▶ [WHAT YOU SHOULD DO]
Make an exact copy of all the entries below, with the pictures left out.

[Source records]
-- Start --

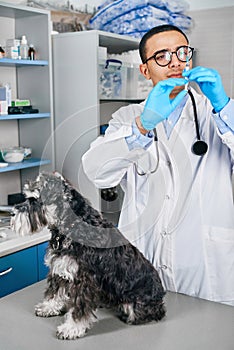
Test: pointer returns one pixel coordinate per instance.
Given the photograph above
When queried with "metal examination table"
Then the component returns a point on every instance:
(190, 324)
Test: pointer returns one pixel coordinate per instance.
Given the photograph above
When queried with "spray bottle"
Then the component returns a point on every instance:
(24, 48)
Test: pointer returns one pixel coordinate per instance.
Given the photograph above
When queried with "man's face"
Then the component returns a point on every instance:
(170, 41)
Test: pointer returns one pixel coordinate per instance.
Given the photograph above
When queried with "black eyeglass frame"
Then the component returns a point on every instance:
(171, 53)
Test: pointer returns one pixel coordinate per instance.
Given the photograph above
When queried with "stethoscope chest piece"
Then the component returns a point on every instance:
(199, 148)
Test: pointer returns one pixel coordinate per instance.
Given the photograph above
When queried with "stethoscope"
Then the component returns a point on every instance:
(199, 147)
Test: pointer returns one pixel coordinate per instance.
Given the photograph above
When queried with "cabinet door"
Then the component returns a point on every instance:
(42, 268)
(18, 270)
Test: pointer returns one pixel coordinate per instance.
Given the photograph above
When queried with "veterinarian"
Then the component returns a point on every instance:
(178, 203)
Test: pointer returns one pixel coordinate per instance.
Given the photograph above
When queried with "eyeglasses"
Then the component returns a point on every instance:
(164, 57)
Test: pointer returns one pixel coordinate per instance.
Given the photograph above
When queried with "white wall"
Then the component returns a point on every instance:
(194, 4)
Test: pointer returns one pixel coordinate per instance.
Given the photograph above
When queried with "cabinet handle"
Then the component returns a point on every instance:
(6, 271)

-- End --

▶ [FINISHED EXERCISE]
Test: pointer returns one pixel coordinate per instance.
Given the photograph above
When queried with "metal examination table"
Then the component returns a point on every instance:
(190, 324)
Test: pointer returns one pixel coordinate per instance.
Given the photograph above
When queried with "spray bottle"
Then the component returns a point on every instance:
(24, 48)
Test: pointer returns one pixel coordinate per instance.
Given the photograph above
When queried with "man's face"
Then the component returns a point on every instance:
(170, 41)
Test: pointer returns one pixel coordinate per instance.
Given the photograph above
When queried with "black eyeglass frame"
Then the component returns a point on every instance:
(171, 53)
Test: pointer returns one pixel coordinate per instance.
Given the photograph above
When queried with "stethoscope chest piece"
Then the component returns a point on every instance:
(199, 148)
Test: pointer returns one pixel coordinate per instance.
Given the photograph above
When queried with "stethoscope"
Then the component returns a point on every instance:
(199, 147)
Test: pointer returns one pixel coordinate per instance.
Given the photograph above
When queried with "cabinet door"
Then the component returns a point on every instance:
(42, 268)
(18, 270)
Test: pointer returns one pixel coordinate per instance.
Given the photograph above
When queried with "veterinarian"
Then the component returns a point on every instance:
(178, 203)
Test: pointer returns one pixel coordinate per instance.
Given the photograph above
When queried with "eyeglasses"
Then the component returns a point on every instance:
(164, 57)
Test: pointer returns one pixel coordinate per instance.
Given the photograph above
When queried with "white wall"
Then the component returns a point on every instance:
(194, 4)
Test: pointer returns one pixel coordinate per instance.
Given the photograph above
When queried with "cabinet handle"
Then the component returns a point on every instance:
(6, 271)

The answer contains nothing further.